Dataset rows showing where objects appear
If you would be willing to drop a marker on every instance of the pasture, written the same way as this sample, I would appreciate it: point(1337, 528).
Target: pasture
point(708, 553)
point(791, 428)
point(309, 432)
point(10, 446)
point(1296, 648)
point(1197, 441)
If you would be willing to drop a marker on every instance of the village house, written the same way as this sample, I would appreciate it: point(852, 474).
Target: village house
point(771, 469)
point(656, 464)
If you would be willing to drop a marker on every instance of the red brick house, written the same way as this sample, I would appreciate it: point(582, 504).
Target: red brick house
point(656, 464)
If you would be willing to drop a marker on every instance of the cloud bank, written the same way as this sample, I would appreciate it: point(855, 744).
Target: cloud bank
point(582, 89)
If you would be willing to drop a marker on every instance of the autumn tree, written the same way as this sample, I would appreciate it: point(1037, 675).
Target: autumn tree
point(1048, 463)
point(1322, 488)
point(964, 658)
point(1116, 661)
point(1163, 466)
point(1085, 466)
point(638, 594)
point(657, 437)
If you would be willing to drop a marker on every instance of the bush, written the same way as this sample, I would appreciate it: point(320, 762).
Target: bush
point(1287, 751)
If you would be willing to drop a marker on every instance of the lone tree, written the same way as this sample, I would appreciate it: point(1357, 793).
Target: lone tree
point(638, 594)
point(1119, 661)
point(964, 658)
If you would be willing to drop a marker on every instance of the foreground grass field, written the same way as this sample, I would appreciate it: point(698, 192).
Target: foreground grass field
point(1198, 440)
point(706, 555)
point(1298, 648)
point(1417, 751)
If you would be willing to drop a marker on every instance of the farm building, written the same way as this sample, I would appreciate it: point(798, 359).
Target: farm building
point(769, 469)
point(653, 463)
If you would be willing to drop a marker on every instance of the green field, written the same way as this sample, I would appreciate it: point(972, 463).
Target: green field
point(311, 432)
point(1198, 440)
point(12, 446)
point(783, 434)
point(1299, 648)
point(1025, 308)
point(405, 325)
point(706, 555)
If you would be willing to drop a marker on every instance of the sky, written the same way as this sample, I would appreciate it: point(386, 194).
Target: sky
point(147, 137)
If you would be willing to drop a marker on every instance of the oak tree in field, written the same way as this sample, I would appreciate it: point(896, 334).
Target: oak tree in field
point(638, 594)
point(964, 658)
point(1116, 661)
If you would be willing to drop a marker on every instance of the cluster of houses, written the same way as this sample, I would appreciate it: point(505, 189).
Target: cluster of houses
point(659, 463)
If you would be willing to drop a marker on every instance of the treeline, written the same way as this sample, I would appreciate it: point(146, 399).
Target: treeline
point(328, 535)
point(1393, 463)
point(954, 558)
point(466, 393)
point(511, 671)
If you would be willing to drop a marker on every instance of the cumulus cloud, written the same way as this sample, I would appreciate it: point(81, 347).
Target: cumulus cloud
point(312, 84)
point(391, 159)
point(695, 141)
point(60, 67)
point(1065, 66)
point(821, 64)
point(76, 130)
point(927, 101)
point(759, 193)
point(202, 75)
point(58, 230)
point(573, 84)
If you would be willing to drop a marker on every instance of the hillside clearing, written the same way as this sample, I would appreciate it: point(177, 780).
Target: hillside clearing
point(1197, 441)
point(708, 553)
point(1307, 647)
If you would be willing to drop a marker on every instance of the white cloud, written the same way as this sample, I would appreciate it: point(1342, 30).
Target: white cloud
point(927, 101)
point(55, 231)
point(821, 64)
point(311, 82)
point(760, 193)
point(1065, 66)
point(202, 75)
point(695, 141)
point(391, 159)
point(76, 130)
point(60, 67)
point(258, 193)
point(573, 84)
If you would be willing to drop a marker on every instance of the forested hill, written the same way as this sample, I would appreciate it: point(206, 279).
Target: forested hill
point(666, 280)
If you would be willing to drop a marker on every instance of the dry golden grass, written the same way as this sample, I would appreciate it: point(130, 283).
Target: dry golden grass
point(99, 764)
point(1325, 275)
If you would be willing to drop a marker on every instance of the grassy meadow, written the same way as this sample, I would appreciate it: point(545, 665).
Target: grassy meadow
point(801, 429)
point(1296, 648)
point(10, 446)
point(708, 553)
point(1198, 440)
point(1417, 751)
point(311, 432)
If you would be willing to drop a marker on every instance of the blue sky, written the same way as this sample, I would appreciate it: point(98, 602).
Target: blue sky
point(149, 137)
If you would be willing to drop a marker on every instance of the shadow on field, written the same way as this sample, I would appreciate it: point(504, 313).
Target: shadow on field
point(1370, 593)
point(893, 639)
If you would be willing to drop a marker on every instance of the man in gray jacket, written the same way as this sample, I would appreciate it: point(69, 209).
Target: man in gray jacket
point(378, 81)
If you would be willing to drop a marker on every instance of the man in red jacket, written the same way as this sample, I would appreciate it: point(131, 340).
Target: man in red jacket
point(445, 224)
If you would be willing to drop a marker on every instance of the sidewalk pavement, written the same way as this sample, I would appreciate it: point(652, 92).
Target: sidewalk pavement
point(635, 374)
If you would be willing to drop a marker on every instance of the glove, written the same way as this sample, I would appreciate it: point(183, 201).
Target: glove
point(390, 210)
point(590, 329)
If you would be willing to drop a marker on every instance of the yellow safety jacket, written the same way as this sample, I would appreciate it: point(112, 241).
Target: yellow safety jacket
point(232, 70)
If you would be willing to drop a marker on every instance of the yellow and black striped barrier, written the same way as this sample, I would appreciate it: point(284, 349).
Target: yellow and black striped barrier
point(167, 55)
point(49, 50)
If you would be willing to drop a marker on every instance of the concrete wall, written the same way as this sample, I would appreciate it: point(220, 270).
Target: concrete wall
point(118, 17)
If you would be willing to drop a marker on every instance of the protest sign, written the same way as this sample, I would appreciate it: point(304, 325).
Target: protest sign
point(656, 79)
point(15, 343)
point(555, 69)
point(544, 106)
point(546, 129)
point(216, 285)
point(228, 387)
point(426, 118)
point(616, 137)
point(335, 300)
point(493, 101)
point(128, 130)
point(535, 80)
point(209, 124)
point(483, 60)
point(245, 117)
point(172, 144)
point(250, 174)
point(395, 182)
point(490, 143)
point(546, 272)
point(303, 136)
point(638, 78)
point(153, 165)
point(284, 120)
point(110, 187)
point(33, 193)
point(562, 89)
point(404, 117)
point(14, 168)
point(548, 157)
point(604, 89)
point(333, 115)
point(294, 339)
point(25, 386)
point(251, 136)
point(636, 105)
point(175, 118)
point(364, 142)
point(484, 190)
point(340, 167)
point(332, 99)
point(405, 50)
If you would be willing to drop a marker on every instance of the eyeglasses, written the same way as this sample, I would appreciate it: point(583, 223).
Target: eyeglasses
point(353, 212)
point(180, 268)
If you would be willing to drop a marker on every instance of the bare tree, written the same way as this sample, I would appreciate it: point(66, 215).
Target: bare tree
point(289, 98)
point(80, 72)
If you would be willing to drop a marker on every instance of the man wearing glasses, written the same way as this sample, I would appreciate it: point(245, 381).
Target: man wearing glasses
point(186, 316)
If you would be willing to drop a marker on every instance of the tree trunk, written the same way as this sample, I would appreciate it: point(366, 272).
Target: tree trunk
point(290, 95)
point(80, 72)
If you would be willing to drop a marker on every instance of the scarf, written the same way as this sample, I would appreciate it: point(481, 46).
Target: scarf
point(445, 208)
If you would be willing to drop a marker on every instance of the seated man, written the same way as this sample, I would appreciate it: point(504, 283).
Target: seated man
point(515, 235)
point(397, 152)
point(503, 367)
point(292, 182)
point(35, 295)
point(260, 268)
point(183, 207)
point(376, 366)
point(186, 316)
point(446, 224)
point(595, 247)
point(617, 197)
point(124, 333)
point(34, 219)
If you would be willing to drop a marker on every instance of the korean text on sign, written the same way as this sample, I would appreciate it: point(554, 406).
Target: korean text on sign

PROBLEM DESCRIPTION: Convert the lines above into a JSON list of strings, one string per line and blank lines omitted, starting at the line containing "it: point(304, 325)." and ending at the line containing "point(483, 60)".

OUTPUT FOR THIS EXERCISE:
[
  "If you would be willing to drop a marker on every instance of the protest sign, written the same way as this sample, I would appreciate it: point(304, 325).",
  "Target: protest sign",
  "point(656, 79)",
  "point(15, 343)",
  "point(555, 69)",
  "point(544, 106)",
  "point(546, 129)",
  "point(216, 285)",
  "point(228, 387)",
  "point(426, 118)",
  "point(616, 137)",
  "point(335, 300)",
  "point(493, 101)",
  "point(128, 130)",
  "point(535, 80)",
  "point(209, 124)",
  "point(483, 60)"
]